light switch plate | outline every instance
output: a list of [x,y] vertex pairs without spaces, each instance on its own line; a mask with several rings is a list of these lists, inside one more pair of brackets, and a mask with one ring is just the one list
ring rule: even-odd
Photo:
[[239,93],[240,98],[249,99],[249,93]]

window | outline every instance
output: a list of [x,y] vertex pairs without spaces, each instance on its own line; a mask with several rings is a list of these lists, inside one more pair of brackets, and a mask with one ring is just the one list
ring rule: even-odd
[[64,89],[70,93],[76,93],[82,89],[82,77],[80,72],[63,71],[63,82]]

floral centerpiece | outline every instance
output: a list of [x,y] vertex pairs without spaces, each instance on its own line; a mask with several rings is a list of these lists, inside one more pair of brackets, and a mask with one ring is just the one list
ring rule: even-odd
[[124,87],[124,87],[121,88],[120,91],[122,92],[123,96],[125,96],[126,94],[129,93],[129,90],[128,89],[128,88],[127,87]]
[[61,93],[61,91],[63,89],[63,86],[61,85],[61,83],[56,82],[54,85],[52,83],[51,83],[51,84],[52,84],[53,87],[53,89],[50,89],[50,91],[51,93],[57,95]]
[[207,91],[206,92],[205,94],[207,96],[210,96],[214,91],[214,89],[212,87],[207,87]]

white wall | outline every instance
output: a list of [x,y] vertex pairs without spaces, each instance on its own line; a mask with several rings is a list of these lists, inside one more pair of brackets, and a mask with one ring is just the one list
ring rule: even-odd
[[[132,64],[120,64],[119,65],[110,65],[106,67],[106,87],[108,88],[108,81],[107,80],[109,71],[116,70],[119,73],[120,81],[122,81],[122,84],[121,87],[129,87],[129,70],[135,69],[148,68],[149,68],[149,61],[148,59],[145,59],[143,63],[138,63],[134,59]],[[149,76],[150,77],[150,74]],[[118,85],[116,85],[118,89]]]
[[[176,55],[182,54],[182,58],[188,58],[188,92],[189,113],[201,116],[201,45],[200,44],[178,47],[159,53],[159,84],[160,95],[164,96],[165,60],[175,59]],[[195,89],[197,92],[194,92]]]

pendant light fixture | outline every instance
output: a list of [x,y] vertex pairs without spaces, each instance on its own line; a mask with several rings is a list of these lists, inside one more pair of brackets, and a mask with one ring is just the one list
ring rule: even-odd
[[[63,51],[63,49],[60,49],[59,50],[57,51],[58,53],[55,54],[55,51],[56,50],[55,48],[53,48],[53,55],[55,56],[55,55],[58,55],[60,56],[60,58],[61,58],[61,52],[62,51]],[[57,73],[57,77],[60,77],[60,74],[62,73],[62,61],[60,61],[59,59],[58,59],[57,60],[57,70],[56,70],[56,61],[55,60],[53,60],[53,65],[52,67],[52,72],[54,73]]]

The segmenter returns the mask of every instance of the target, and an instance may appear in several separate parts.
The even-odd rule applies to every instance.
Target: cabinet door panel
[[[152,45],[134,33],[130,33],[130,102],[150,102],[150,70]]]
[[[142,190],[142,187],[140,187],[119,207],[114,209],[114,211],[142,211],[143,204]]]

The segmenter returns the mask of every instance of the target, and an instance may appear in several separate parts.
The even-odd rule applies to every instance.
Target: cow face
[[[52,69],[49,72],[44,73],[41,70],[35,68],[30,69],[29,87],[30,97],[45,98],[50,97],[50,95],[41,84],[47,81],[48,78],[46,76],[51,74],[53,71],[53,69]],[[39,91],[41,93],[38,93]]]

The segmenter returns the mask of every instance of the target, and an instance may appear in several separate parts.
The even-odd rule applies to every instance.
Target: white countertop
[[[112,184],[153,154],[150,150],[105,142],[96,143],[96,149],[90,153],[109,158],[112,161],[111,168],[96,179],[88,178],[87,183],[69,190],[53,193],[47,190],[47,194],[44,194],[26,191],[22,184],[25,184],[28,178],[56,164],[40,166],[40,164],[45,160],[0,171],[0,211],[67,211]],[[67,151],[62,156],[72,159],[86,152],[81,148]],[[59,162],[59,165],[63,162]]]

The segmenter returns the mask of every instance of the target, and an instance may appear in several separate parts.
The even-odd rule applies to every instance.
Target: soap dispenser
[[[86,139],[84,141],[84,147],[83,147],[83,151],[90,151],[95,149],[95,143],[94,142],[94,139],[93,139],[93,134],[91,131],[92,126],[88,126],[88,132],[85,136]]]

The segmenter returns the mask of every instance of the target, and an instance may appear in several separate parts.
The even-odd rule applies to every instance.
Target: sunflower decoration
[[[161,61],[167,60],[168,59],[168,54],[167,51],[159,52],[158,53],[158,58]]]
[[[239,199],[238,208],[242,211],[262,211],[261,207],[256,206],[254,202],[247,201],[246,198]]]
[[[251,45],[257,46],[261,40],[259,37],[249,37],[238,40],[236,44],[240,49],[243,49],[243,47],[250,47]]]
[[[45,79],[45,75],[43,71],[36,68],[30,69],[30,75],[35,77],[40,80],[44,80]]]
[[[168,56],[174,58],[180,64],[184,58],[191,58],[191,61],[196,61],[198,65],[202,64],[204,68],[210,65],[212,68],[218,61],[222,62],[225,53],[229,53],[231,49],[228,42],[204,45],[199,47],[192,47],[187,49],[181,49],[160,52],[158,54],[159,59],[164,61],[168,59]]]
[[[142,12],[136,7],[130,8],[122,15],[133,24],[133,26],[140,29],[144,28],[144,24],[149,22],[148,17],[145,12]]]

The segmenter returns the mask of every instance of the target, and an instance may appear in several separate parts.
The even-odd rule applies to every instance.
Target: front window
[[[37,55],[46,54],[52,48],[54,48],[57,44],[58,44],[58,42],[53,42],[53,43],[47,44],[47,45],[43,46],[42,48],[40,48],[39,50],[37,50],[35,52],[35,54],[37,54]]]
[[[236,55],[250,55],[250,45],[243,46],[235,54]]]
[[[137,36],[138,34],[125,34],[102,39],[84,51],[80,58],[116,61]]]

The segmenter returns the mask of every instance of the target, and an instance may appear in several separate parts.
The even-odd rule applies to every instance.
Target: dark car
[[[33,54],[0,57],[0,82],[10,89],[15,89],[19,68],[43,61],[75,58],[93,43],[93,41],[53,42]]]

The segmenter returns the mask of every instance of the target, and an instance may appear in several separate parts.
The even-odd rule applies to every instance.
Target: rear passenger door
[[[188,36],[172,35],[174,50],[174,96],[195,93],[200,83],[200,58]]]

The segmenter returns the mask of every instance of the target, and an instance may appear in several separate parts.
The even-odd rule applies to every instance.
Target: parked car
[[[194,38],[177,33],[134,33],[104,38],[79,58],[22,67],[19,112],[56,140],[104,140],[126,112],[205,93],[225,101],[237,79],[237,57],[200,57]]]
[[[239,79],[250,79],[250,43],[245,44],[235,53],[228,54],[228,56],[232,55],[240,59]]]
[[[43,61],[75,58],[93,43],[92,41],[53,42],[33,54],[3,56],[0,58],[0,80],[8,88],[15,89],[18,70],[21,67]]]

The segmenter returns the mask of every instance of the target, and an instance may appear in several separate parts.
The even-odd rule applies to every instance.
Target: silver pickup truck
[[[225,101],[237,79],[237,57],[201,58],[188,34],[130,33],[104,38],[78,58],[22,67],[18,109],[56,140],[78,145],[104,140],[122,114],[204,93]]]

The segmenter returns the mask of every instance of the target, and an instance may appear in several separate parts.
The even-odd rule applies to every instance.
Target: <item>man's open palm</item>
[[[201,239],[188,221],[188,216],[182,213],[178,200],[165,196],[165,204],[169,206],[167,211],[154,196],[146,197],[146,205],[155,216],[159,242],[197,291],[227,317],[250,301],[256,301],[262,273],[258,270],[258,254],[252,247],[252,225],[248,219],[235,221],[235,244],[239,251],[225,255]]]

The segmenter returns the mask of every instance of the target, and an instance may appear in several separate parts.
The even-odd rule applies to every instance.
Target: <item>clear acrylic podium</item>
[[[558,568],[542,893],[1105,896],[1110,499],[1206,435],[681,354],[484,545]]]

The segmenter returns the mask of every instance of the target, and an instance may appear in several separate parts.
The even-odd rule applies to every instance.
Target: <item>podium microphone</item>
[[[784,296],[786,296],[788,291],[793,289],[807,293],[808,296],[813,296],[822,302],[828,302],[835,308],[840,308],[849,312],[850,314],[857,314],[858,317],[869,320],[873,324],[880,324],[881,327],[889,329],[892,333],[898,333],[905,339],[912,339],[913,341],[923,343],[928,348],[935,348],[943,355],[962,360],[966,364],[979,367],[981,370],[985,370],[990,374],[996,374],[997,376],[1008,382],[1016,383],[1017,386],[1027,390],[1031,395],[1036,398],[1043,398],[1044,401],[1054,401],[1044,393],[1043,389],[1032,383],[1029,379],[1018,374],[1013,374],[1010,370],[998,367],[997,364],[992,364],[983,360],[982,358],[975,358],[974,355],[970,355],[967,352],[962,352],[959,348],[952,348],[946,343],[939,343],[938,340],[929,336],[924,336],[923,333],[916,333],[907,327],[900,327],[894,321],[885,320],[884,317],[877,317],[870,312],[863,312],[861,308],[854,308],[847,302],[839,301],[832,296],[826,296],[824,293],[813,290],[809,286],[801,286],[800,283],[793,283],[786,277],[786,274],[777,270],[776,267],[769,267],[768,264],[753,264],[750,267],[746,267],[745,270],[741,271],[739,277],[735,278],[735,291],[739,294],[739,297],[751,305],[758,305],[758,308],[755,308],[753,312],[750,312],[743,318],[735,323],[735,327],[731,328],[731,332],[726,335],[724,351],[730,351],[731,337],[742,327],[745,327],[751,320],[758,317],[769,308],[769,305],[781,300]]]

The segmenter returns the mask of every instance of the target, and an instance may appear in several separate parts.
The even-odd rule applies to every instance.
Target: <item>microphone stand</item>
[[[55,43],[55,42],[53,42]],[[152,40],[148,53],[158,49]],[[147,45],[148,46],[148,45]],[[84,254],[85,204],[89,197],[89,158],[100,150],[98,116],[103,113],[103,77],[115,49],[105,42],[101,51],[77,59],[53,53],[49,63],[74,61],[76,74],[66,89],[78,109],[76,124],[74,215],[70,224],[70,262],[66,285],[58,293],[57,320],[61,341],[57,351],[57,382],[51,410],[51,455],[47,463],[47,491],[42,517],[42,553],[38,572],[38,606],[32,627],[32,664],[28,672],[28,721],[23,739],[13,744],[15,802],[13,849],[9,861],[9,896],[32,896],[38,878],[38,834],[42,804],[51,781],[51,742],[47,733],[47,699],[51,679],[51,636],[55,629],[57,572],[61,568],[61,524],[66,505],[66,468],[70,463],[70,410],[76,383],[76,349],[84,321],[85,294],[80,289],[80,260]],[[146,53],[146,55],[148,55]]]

# [PROMPT]
Rewrite the records from the start through the line containing "[[239,93],[240,98],[249,99],[249,93]]" as a two-column CSV with the header instruction,response. Give one row per record, with its text and its answer each in a single quoted field and line breaks replaced by spaces.

# [COMPLETE OUTPUT]
instruction,response
"light switch plate | outline every instance output: a list of [x,y] vertex pairs without spaces, each instance on its own line; a mask with several rings is a list of these lists, inside one more pair of brackets, and a mask with one ring is just the one list ring rule: even-odd Photo:","[[239,93],[240,98],[249,99],[249,93]]"